(WHAT THE TASK REQUIRES)
Reproduce only the lines below from the line containing "In this exercise you will mark the red" to the line containing "In this exercise you will mark the dry", exactly as written, with both end lines kept. Omit the pictures.

(PROVIDED RECORDS)
==============================

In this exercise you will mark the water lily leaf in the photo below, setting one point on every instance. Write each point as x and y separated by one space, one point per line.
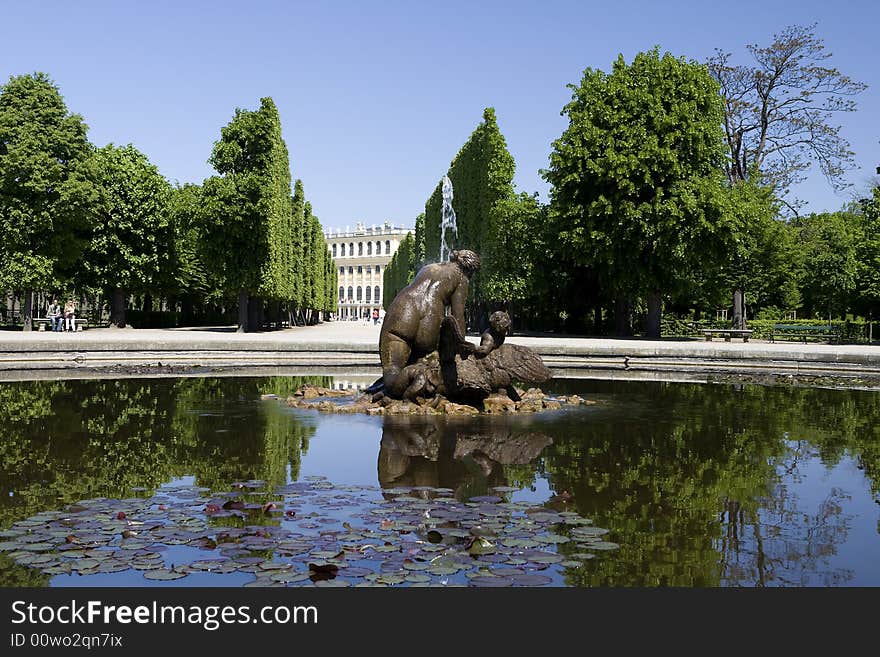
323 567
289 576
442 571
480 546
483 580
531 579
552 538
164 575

==============================

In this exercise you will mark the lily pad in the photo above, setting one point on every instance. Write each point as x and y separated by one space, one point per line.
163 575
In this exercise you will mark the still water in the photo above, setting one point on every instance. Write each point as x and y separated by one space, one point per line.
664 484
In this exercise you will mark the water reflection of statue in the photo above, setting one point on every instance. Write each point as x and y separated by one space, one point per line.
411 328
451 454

==============================

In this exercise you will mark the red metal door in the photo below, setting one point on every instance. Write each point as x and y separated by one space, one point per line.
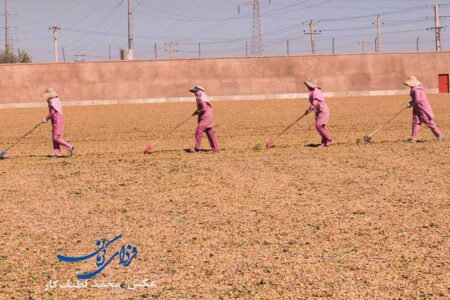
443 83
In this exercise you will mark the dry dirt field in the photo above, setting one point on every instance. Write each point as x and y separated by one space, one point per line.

==============================

(OUTPUT FOR THIS TASK)
In this exercise you will mark the red metal door in the photo below, setting one point on every instance. Write each point as x and y separated by one space, one point per line.
443 83
In this exercise you will mark the dry dirt field in the photo above, setting one point on every instance. Write each point as x and y separated by one space, one point per line.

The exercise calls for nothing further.